■ **DIRECTIONS**
Go through the data below and copy each line that includes "white".

(THE DATA Opens)

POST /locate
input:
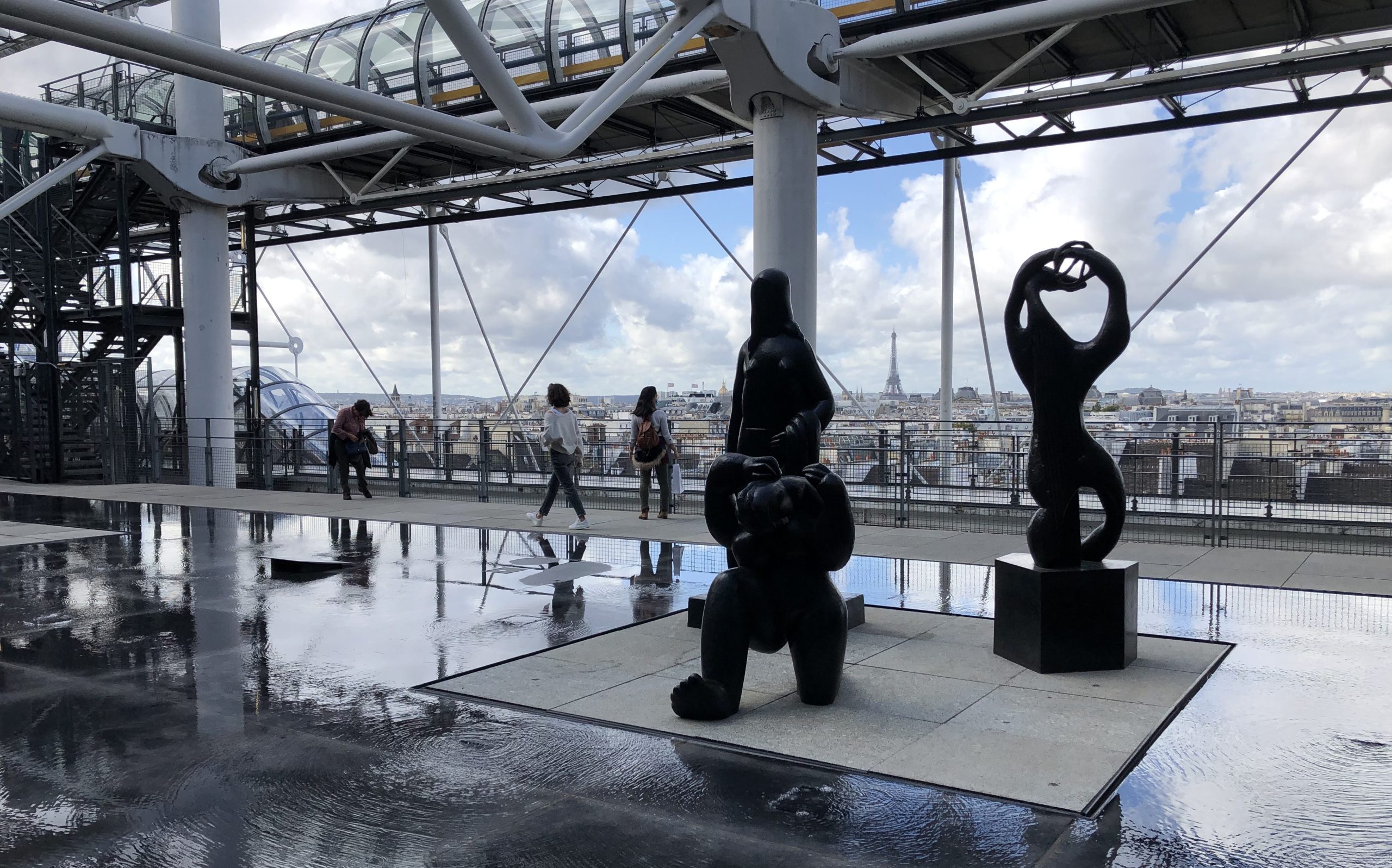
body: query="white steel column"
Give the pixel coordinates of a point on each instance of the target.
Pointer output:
(208, 314)
(948, 240)
(786, 199)
(435, 316)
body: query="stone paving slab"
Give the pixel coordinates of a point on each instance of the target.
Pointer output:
(27, 533)
(923, 699)
(1252, 566)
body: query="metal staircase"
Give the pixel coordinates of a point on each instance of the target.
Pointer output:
(74, 323)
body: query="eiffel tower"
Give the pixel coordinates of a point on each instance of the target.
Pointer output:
(893, 389)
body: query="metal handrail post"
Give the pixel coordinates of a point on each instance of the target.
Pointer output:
(208, 451)
(404, 457)
(483, 461)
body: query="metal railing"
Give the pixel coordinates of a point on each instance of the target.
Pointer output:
(1209, 483)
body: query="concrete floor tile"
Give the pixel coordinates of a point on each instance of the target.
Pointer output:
(1144, 685)
(1064, 717)
(763, 673)
(647, 702)
(540, 682)
(1178, 654)
(1007, 764)
(965, 630)
(908, 695)
(1353, 566)
(827, 734)
(859, 645)
(947, 660)
(1253, 560)
(905, 623)
(1201, 571)
(638, 653)
(1346, 585)
(1160, 553)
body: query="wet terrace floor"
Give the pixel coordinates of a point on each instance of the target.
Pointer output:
(167, 700)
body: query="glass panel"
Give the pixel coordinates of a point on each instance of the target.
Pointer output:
(240, 109)
(517, 30)
(448, 76)
(589, 36)
(151, 99)
(390, 52)
(336, 59)
(649, 16)
(284, 120)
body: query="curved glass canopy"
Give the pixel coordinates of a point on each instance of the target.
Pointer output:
(401, 52)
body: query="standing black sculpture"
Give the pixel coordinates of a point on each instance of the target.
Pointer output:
(1064, 608)
(1058, 371)
(783, 516)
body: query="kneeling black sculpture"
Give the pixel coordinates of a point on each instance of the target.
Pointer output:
(1070, 610)
(784, 519)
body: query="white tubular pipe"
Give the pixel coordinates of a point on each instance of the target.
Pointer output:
(786, 201)
(59, 121)
(989, 26)
(91, 30)
(45, 183)
(652, 91)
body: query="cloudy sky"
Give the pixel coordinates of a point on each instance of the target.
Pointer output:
(1294, 298)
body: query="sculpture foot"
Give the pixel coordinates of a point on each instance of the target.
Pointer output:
(700, 699)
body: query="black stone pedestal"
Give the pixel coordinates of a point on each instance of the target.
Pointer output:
(855, 610)
(1065, 620)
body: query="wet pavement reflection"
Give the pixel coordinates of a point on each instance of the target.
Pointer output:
(167, 700)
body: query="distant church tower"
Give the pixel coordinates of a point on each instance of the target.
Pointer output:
(893, 389)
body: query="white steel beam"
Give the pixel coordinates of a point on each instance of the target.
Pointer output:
(990, 26)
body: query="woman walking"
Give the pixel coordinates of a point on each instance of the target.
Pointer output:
(563, 437)
(653, 448)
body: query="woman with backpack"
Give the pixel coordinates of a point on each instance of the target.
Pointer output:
(652, 448)
(563, 437)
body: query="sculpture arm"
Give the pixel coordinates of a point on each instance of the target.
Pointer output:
(726, 479)
(836, 522)
(1115, 333)
(737, 401)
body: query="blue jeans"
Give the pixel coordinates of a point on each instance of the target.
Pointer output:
(564, 466)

(THE DATA Closes)

■ **THE ANSWER**
body: query="white steel column"
body: query="white tubular pipe"
body: query="white steel beam"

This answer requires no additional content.